:: Extracted data

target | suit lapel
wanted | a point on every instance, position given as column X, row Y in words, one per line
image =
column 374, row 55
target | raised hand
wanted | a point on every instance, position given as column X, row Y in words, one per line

::::

Stated problem.
Update the records by changing every "instance" to "occurrence", keeping all other text the same.

Reply.
target | suit lapel
wanted | a point on every occurrence, position given as column X, row Y in words, one per line
image =
column 374, row 55
target | raised hand
wanted | a point on every occurrence, position given as column X, row Y in words, one per line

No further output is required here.